In the 1984 movie "The Natural," the owner of the fictional New York Knights baseball team sits in his dark office, his work illuminated only by a small desk lamp putting out a feeble light. The drapes are drawn closed. The team's star player, Roy Hobbs (played by Robert Redford), has a testy conversation with the owner, and as he leaves, Hobbs switches on the overhead fixture.
"Come back here and turn out that infernal light!" the owner thunders.
For much of my adult life, bright light has bothered my eyes. The problem is probably congenital. My mother had the same problem until she had her cataracts removed. That surgery appears to be in my future as well, or so my optometrist advises.
In the meantime, you cope. One of my daughters brought me a gift late last month that helps. In cleaning her room, she found a blindfold from an international trip we took several years ago. Lufthansa hands them out to passengers for the long trip over the Atlantic. That cloth garment now is over my eyes every night. I'm getting to sleep more quickly and sleeping more soundly. The principle is sound. If light is a distraction, if it is bothersome, eliminate it as best you can. Blessed slumber should follow.
Ever wonder why we close our eyes to pray? Children are told, "Press your palms together, bow your heads, close your eyes and let us pray." Bringing the palms together is about supplication; we are supplicants to the one who made us. Bowing our heads is about humility; it is obeisance -- a gesture of great deference and respect to the one who saved us. The thought process behind closing your eyes, I'm persuaded, is about light.
Moses once asked God, "Show me your glory." (Exodus 33:18) The Lord replies to the deliverer of Israel that he must stand in a crevice in the rock. As God passes by, Moses is told, "No one shall see me and live." (v. 20) God offers Moses a blindfold of sorts. "I will cover you with my hand until I have passed by." (v. 22) An inference we draw is that God's presence is so bright, so luminous, so overwhelming that a human being cannot continue to live unless a cover is provided.
It can be argued, biblically, that we show supplication with palms pressed together, that we show deference when heads are bowed and that we acknowledge God's great and incomparable glory when eyes are closed.
Not many adults, in my experience, still pray with palms pressed together. Many, but not all, bow their heads. But nearly everyone, regardless of age, closes his or her eyes. There is a practical purpose behind this -- one that goes beyond affirming the awesome and powerful nature of God.
We close our eyes to eliminate the distraction of the world around us. Open eyes drag and pull us toward the temporal and the earthly. Closed eyes provide the potential for seeing something else. We have the chance of viewing the inward and the spiritual.
The journalist Bill Moyers once wrote that the great journey of the 19th century was the migration westward across the American frontier. The most significant journey of the 20th, he opined, was the journey to space. But in our century, he offers, the chief and most important journey will be the journey within -- the journey of the spirit.
The lyrics of the old pop song are notable here: "So close your eyes, you can close your eyes, it's all right." And it is.
Jeff Long is pastor of Centenary United Methodist Church in Cape Girardeau. Married with two daughters, he is of Scots and Swedish descent, loves movies and is a lifelong fan of the Pittsburgh Steelers.

* _Data for review_:
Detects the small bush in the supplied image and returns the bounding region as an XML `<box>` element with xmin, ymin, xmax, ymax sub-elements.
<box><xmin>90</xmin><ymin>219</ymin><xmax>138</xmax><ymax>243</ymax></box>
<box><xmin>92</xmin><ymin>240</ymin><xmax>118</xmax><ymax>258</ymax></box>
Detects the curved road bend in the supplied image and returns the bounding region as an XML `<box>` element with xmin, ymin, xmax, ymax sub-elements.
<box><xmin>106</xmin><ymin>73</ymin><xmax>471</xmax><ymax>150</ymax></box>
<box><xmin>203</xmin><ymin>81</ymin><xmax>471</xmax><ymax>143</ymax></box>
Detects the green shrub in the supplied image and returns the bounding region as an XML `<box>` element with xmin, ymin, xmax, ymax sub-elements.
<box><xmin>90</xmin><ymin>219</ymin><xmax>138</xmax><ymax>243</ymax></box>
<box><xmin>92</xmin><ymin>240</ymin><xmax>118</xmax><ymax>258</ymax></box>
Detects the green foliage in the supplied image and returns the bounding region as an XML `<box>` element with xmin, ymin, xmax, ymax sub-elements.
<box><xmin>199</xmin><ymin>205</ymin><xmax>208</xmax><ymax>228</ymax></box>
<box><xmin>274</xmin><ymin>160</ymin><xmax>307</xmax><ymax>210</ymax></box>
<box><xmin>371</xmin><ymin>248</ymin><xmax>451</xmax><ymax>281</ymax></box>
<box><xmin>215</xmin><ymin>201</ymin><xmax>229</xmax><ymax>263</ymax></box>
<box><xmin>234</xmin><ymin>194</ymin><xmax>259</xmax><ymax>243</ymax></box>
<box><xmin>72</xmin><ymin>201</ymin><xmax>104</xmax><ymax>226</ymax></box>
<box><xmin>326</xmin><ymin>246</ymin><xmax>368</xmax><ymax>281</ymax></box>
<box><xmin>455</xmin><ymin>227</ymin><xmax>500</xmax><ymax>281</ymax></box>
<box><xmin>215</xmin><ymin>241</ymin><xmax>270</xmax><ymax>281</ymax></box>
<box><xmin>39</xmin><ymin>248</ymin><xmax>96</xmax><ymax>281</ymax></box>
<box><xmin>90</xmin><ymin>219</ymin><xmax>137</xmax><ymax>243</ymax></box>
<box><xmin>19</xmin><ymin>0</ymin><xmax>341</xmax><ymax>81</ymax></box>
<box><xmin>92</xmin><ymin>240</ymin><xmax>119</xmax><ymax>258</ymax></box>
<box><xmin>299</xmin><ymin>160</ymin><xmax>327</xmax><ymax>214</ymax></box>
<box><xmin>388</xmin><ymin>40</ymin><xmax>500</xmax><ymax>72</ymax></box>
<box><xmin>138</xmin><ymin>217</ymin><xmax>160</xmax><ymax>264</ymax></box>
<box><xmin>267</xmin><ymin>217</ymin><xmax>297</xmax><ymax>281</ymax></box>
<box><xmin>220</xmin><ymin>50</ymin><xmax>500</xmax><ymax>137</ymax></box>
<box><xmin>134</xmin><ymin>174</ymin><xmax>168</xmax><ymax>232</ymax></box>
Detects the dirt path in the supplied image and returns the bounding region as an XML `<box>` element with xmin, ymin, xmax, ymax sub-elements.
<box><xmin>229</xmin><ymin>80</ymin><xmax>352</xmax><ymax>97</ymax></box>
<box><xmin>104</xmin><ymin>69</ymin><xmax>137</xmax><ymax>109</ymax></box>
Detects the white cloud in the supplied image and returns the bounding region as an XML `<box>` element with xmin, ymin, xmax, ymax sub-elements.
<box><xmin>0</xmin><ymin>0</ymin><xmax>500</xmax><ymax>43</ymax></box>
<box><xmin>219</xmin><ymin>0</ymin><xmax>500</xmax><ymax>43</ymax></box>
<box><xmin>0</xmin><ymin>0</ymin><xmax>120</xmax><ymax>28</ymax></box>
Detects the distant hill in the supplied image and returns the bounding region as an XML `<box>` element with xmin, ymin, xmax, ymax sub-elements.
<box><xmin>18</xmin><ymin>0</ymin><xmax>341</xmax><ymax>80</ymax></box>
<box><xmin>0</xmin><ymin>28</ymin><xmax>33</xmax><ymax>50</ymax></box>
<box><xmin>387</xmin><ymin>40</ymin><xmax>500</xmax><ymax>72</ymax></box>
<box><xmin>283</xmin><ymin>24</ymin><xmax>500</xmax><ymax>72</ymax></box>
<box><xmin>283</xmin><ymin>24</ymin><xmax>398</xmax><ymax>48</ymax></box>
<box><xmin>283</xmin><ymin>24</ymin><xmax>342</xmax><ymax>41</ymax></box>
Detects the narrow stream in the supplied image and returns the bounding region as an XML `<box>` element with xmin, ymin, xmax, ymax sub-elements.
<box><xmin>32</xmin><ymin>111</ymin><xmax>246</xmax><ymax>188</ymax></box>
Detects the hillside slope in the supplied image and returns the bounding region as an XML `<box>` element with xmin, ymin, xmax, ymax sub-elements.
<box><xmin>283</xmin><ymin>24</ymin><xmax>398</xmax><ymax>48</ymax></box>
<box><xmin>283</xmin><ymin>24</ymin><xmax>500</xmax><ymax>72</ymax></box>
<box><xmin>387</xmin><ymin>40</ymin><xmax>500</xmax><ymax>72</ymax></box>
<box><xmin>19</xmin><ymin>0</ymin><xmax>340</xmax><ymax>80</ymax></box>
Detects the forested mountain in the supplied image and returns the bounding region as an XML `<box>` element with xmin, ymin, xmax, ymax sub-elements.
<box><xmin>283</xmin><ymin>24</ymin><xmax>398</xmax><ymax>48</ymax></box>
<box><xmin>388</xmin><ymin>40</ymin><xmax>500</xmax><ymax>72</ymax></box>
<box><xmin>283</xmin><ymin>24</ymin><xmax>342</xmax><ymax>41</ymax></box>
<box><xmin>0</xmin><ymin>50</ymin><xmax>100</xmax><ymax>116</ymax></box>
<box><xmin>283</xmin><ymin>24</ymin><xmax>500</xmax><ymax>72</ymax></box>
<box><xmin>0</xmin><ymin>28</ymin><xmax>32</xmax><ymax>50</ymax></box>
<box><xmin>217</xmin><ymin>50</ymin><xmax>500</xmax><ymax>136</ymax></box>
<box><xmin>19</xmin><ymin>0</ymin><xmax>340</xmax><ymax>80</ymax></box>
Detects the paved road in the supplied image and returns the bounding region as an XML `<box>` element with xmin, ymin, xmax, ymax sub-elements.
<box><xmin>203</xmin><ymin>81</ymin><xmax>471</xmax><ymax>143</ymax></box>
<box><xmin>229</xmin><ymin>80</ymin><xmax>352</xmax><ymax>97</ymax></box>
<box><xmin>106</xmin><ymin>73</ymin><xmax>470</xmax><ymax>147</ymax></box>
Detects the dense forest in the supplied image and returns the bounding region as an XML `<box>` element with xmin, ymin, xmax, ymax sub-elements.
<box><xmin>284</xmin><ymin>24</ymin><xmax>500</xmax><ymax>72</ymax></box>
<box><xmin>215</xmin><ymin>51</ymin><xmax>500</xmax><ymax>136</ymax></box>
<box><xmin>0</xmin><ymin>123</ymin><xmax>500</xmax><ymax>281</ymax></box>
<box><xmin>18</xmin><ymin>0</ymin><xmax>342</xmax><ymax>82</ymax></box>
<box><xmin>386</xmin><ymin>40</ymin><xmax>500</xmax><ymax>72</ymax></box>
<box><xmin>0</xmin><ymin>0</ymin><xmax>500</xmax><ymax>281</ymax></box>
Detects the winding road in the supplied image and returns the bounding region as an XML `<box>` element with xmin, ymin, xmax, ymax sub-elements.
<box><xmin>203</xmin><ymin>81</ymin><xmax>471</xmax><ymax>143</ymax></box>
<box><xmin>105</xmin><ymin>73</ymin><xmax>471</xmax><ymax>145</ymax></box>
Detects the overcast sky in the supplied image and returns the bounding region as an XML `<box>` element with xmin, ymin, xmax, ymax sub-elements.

* _Your objective_:
In the column about closing our eyes to pray, which airline gave out the blindfold that the writer now wears every night?

* _Answer for the task_:
Lufthansa